### FRAGMENTO
——————————
No sé lo que me pasa

Cuando no sé lo que me pasa, tengo la vaga impresión de que es a otro al que le pasa eso que no sé.


Enrique de Aguinaga falleció en Madrid en abril de 2022. Este artículo se publicó en la revista Altar Mayor nº 63 (noviembre/diciembre de 1999), editada por la Hermandad del Valle de los Caídos. Recogido posteriormente por la revista El mentidero de la Villa de Madrid (2/OCT/2023), con motivo del centenario de su nacimiento. Ver portadas de Altar Mayor y El Mentidero en La Razón de la Proa (LRP). Recibir el boletín semanal de LRP.

No sé lo que me pasa

Alguna vez lo he dicho. Alguna vez lo hemos dicho. Con indolencia o con desesperación, dominados por la situación, como justificación, gobernados por lo que no podemos gobernar: «No sé lo que me pasa».

Es una interrupción en el dominio de la normalidad o de la costumbre, por la aparición de factores misteriosos que introducen lo imprevisto y nos soliviantan: «Hoy me he levantado raro». «No he podido dormir». «No sé lo que me pasa».

Cuando digo «No sé lo que me pasa», me pasa algo que nunca me había pasado, algo que no sé reconocer como acontecimiento propio y cuya reiteración añade desconcierto: «Últimamente, no sé lo que pasa».

Cuando no sé lo que me pasa, tengo la vaga impresión de que es a otro al que le pasa eso que no sé. Pero, claro está, desde mí mismo; es decir, haciéndome ajeno a mí mismo, de modo que, cuando no sé qué me pasa, me enajeno.

Estoy, por tanto, entrando en el terreno movedizo y vertiginoso de la identidad crítica. ¿Quién soy yo? o ¿Qué soy yo? Estoy volviendo a oraciones anteriores, ya escritas con mi firma: «La resurrección de los vivos» y «Vengo a devolver mi nombre».

Si se acepta la licencia, estoy en fase presocrática. No es que sólo sepa que no sé nada. Es que sólo sé que no sé lo que soy. Es que no sé lo que me pasa. No es que sepa ignorar (la docta ignorancia de Nicolás de Cusa). Es que me ignoro a mí mismo.

Dice un periódico. «Ya está Alfredo Kraus con su esposa». ¿Sabrá Alfredo lo que le pasa? Más allá de la retórica y más allá de todo: ¿Habrá trascendido o no habrá trascendido? ¿Ha trascendido siendo el mismo Alfredo o ya ha devuelto el nombre que le dieron?
——————————
### DATOS ALMACENADOS
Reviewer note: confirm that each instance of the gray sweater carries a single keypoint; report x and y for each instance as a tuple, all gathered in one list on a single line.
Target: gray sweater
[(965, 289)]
——————————
### ENUNCIADO 1
Según el artículo, ¿dónde y cuándo falleció Enrique de Aguinaga?
### ENUNCIADO 2
Reproduce tal cual el pasaje del artículo que arranca con "Dice un periódico." y concluye después de "que le dieron?".
No es necesario consultar los datos.

### RESPUESTA CORRECTA 1
En Madrid, en abril de 2022.

### RESPUESTA CORRECTA 2
Dice un periódico. «Ya está Alfredo Kraus con su esposa». ¿Sabrá Alfredo lo que le pasa? Más allá de la retórica y más allá de todo: ¿Habrá trascendido o no habrá trascendido? ¿Ha trascendido siendo el mismo Alfredo o ya ha devuelto el nombre que le dieron?